Referring still to FIG. 1, an electronic measuring and calculating circuit is generally indicated by the reference numeral 32 and includes a computer 34 such as sold by Hewlett-Packard, Model No. 9807A (Integral Personal Computer). The computer 34 includes a program source code 36, data storage 38, an operator interface 40, a screen display 42, and a printer 44. A field input pre-processor 46 is connected between the computer 34 for acquiring data relating to the drilling fluid such as a gas analyzer 47 which is connected to the gas extracter 30, a depth and drilling rate input from a rig depth and rate of penetration measuring device 50, and a pump pressure from a pumping pressure sensor 54, which in turn is connected to the output of the mud pumps. Therefore, the circuit 32 measures the pressure at the output of the mud pumps, uses the relationship between the pump pressure and annulus flow velocity for computing the lag and thus the depth at which the surface mud measurements originated.
Referring now to FIG. 2, a curve 54 is shown along with a table 56 which is developed for the particular well parameters noted. This information is then loaded into the program of the computer 34 for continuously computing the lag time until well conditions significantly change.

What you should do ->
In the drilling-circuit passage, what parts does the computer 34 include? List each with its reference numeral. The material comes from a different source than the drilling-circuit passage.

Data shown ->

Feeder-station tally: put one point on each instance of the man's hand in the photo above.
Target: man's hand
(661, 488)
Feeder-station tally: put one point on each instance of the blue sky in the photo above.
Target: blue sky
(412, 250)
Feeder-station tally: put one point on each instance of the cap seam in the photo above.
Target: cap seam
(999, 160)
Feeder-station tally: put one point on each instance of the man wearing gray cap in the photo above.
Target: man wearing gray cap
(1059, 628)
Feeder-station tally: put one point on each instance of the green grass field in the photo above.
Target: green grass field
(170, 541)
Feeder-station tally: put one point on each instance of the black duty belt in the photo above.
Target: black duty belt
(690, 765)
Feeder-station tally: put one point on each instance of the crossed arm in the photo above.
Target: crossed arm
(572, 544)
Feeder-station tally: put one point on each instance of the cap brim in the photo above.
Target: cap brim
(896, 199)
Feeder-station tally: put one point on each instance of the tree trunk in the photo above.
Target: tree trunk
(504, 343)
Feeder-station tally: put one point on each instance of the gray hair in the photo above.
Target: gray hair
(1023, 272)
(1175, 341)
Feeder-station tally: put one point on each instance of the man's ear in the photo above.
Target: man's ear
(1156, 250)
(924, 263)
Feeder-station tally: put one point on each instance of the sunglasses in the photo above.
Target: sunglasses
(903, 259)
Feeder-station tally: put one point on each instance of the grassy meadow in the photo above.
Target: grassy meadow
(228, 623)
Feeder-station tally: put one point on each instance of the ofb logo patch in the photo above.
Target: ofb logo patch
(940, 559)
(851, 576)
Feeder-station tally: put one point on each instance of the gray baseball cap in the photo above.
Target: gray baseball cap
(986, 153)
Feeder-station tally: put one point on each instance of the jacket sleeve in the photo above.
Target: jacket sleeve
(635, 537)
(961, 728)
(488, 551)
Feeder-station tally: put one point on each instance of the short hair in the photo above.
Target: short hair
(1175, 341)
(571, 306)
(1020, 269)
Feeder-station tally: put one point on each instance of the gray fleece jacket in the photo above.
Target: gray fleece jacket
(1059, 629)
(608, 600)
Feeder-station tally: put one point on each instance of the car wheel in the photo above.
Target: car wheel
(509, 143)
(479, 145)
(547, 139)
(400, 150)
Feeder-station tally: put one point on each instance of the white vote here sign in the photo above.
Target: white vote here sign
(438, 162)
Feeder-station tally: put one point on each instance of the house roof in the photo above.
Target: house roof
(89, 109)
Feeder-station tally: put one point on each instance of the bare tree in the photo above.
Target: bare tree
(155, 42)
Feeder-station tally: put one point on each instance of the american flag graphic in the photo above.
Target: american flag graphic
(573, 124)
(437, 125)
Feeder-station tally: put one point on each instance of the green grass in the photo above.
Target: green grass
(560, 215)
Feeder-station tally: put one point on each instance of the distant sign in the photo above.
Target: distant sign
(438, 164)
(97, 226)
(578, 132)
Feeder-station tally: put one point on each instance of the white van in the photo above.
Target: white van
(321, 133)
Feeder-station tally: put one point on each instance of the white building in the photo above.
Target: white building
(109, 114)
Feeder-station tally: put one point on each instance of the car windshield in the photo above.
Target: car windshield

Correct result ->
- Program source code 36
- Data storage 38
- Operator interface 40
- Screen display 42
- Printer 44